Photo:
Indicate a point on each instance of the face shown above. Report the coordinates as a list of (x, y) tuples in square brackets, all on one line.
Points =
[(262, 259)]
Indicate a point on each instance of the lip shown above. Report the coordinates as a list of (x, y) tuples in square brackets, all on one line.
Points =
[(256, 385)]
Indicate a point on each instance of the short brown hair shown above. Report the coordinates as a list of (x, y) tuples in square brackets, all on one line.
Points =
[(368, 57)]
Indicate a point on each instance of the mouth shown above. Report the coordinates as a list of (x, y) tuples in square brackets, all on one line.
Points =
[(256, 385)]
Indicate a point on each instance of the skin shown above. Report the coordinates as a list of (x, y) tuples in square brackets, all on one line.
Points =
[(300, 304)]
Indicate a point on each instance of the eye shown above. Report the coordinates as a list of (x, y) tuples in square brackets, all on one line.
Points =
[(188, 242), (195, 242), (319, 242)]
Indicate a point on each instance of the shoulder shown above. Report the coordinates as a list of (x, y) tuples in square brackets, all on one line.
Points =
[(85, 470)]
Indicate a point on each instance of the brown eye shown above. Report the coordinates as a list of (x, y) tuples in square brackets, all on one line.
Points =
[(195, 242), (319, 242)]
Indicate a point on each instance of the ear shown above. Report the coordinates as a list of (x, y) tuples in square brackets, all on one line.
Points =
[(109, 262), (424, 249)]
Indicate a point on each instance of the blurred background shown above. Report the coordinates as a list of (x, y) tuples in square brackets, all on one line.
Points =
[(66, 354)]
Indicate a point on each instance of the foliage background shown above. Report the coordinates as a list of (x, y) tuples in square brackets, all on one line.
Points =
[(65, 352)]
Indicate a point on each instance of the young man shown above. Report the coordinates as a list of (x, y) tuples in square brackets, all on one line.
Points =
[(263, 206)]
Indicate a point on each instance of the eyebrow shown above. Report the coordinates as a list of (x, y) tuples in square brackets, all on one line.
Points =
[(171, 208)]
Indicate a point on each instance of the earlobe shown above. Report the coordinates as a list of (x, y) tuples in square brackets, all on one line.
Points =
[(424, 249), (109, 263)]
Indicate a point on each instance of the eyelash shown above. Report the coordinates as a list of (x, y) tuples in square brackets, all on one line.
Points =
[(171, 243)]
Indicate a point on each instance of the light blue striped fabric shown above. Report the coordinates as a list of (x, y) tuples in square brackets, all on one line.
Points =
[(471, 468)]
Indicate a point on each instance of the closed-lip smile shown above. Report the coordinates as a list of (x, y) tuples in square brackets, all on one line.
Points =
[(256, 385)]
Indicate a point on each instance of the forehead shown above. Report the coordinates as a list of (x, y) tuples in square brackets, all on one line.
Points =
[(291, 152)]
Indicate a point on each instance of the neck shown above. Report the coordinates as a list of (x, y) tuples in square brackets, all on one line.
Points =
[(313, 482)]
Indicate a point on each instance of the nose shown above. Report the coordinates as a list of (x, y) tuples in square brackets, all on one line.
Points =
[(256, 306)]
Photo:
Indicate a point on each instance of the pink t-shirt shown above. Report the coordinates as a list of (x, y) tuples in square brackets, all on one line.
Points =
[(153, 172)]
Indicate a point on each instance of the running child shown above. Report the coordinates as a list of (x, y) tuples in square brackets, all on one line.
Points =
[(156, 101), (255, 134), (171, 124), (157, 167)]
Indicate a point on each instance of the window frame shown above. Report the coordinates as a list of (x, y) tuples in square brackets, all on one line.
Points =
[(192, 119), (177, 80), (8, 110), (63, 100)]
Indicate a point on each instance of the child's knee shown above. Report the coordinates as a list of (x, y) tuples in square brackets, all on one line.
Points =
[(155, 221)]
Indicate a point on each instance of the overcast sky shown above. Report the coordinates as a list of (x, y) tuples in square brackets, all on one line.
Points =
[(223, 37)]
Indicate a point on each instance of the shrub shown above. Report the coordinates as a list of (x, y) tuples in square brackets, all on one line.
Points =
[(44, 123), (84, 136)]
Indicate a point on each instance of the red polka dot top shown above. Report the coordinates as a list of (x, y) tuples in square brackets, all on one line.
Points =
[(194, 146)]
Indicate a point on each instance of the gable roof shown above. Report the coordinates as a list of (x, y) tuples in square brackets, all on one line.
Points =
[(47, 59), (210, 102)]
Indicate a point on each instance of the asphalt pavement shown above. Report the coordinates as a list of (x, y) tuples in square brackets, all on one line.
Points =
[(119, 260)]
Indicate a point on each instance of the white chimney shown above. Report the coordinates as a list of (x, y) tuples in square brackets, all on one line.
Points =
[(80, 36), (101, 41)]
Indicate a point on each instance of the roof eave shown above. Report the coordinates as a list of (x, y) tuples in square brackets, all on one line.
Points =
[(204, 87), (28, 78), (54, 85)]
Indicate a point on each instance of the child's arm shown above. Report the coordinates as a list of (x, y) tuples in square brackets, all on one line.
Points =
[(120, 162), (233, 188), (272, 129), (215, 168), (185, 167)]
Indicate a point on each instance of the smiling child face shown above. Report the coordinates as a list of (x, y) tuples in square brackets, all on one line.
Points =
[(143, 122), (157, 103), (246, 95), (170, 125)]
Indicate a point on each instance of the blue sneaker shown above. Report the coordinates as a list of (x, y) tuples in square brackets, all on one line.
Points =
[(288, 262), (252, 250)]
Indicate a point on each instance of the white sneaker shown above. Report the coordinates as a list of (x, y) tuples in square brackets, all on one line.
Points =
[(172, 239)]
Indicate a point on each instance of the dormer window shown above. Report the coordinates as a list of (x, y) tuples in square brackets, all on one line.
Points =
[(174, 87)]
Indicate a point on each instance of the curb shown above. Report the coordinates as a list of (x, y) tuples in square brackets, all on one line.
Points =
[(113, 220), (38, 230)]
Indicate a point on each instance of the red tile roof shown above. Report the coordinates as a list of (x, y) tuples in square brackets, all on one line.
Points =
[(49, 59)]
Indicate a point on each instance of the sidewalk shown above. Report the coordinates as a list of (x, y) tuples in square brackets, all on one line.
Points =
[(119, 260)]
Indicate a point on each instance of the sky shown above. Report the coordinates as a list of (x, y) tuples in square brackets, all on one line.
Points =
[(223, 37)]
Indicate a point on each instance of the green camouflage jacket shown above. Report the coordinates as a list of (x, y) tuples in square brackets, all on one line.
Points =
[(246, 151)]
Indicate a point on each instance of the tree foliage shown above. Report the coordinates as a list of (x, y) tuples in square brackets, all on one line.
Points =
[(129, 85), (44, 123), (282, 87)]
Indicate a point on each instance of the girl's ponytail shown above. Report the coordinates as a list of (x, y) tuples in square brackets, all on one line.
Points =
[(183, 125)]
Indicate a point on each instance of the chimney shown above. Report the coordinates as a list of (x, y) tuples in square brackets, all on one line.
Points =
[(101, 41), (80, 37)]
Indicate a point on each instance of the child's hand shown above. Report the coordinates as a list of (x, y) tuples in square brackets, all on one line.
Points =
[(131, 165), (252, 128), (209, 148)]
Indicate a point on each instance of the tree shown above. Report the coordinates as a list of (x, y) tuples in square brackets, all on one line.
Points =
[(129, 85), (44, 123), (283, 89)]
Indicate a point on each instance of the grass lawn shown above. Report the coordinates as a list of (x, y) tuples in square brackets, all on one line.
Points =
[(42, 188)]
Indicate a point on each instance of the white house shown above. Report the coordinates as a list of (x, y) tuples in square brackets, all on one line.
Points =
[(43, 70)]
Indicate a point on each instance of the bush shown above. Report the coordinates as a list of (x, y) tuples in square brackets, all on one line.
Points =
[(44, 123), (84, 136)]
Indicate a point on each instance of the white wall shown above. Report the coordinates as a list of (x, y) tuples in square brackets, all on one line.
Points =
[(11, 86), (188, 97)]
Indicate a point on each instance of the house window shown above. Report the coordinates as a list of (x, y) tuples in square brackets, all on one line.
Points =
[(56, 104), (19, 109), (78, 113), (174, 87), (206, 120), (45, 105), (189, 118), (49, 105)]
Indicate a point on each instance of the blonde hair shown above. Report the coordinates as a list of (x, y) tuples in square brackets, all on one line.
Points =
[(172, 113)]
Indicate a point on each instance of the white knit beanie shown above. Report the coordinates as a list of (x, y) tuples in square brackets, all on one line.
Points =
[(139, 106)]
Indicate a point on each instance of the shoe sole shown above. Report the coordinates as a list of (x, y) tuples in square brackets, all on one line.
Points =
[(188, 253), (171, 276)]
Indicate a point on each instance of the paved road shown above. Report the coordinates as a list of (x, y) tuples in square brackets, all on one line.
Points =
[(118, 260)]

> Directions
Copy the lines from the line with "Indicate a point on each instance of the chimney" up to and including the line with "[(131, 165), (252, 128), (209, 148)]", reproducing them exactly.

> Exercise output
Indicate a point on each instance of the chimney shown above. Report the coordinates as a list of (x, y) tuples in square brackets, all on one line.
Points =
[(101, 41), (80, 37)]
Indicate a point on each instance of the child's hand shown above. Report the coordinates as a list of (x, y) tuples in square brackets, all on one line.
Points =
[(131, 165), (252, 128), (209, 148)]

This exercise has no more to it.